(SELECTED TEXT Opens)

Courtney Pedersen

Courtney Pedersen is a medical student at Stanford University. Prior to medical school, she attended the University of Pittsburgh, where she earned a bachelor’s degree in Neuroscience. After graduation, she spent over three years in Senegal as a Peace Corps volunteer. Her work focused on increasing access to family planning for women in rural communities. Upon completing her Peace Corps service, she matriculated at the Yale School of Public Health with a Foreign Language and Area Studies Fellowship from the U.S. Department of Education. During her graduate work, she was awarded a Down’s Fellowship to study the burden of infectious disease among the incarcerated female population in Malaysia and substance abuse disorders among transgender sex workers in Kuala Lumpur.


Project: "Assessing the prevalence and impact of atopic dermatitis among young children and their families in rural Bangladesh"     
June 18, 2017 - August 20, 2017
Bangladesh

 


What does the Kean Fellowship mean to you?
The generous Kean Fellowship gives me the ability to work with and learn from some of the leading global child health experts in the world. Having these mentors early in my career will provide me with the guidance necessary to have the greatest impact possible. More proximally, the Fellowship will allow me to remain in the field for the entirety of the data collection process, which is no small feat considering our research team aims to survey over 68,000 households. I am extremely grateful for the support of the Kean Fellowship and greatly looking forward to being exposed to the larger tropical medicine community at the ASTMH meeting in the fall.

(SELECTED TEXT Closes)
(EXCERPTED DATA Opens)

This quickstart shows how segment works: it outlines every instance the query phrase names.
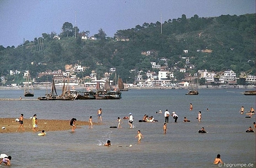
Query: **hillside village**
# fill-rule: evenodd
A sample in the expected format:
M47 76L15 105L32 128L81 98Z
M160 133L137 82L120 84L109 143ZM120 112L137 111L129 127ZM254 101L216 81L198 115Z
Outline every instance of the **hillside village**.
M187 53L187 50L183 51L185 53ZM211 50L197 51L197 52L211 52ZM147 51L142 52L142 55L150 55L154 51ZM175 66L170 67L168 64L168 60L163 58L160 60L164 62L164 65L161 66L157 64L156 62L151 62L152 69L156 71L148 70L147 72L143 72L142 70L138 71L136 70L131 70L130 72L135 72L137 74L134 82L132 84L124 83L125 87L127 89L131 89L133 87L139 87L144 88L150 87L165 87L169 88L188 88L192 85L195 86L199 84L198 81L204 81L205 85L237 85L237 79L239 78L245 79L245 82L247 85L255 85L256 76L251 75L250 73L252 70L241 73L239 77L237 77L236 73L232 70L227 70L221 72L209 72L207 69L200 70L197 73L193 74L189 72L190 70L194 68L194 65L191 64L189 57L180 57L181 60L185 61L185 65L182 68L178 68ZM177 64L178 63L176 63ZM34 65L34 62L31 63L31 65ZM37 63L38 65L42 63ZM72 86L85 87L87 89L95 89L96 88L97 82L99 82L100 87L104 88L105 82L107 80L109 80L111 84L116 84L117 79L110 79L111 75L115 73L116 68L112 67L109 69L109 72L105 73L104 77L101 79L97 78L97 74L94 71L92 71L90 76L86 76L80 78L76 76L76 73L83 73L85 67L83 67L81 65L75 64L74 66L72 65L67 65L65 66L64 72L61 70L48 70L45 72L40 72L38 73L37 78L40 78L45 75L52 75L54 79L56 86L62 86L63 83L69 83L69 85ZM179 72L182 73L183 77L182 81L178 81L175 76L175 71ZM28 74L28 70L23 72L23 78L26 78ZM14 75L19 74L20 71L15 71L10 70L10 75ZM143 75L146 75L147 79L143 77ZM2 81L4 81L4 77L1 77ZM36 79L33 79L34 86L35 87L44 84L45 83L50 84L45 81L44 82L37 82ZM24 82L23 84L24 84ZM23 86L19 84L12 84L11 87L21 87Z

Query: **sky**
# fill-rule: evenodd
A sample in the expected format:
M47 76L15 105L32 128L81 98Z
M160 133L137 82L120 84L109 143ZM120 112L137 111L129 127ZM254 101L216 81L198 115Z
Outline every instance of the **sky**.
M255 13L255 0L0 0L0 45L23 44L59 34L66 22L89 36L102 28L113 37L119 30L169 19Z

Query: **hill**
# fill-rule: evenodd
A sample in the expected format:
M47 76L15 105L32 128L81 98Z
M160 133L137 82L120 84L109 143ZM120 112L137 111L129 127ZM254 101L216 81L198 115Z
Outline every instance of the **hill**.
M182 57L190 58L191 73L232 69L238 76L252 69L251 74L255 74L255 14L209 18L195 15L190 18L183 14L162 24L145 22L118 30L114 38L106 37L100 29L94 36L96 40L81 39L88 32L80 32L78 27L65 22L57 36L60 39L54 38L54 32L43 33L42 37L16 48L0 46L0 76L8 77L10 70L29 69L35 77L40 72L64 70L65 65L77 63L86 67L78 76L89 75L93 70L103 77L109 68L116 67L124 81L132 83L136 74L131 70L153 70L150 62L165 65L162 58L167 60L168 69L184 68L185 59ZM150 55L142 54L147 51Z

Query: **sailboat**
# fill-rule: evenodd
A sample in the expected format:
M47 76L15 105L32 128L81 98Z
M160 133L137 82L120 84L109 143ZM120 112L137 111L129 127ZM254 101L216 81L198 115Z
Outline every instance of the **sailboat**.
M120 91L128 91L127 88L125 88L122 78L118 77L118 88Z
M32 85L32 82L30 78L29 70L28 71L28 74L26 79L26 87L24 89L24 96L25 97L34 97L33 87L31 87L31 91L29 90L29 84L31 84Z
M195 83L194 79L194 83ZM198 95L199 94L198 91L197 91L197 85L198 84L198 79L197 78L197 82L196 85L196 87L195 89L193 88L193 87L192 86L191 84L190 84L190 86L191 86L191 88L192 88L192 90L189 89L189 92L187 93L186 93L186 95Z

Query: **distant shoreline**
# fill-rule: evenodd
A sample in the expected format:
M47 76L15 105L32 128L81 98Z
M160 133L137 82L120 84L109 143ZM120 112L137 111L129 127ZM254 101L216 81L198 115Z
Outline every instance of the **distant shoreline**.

(EXCERPTED DATA Closes)

» WORK ORDER
Can you turn the paragraph of the Courtney Pedersen profile that begins "Courtney Pedersen is a medical student" into a list that keeps its main facts? The entries are unrelated to the Courtney Pedersen profile.

» OUTPUT
- Medical student at Stanford University
- Earned a bachelor's degree in Neuroscience from the University of Pittsburgh
- Spent over three years in Senegal as a Peace Corps volunteer, working to increase access to family planning for women in rural communities
- Then enrolled at the Yale School of Public Health with a Foreign Language and Area Studies Fellowship from the U.S. Department of Education
- During graduate work, received a Down's Fellowship to study the burden of infectious disease among incarcerated women in Malaysia and substance abuse disorders among transgender sex workers in Kuala Lumpur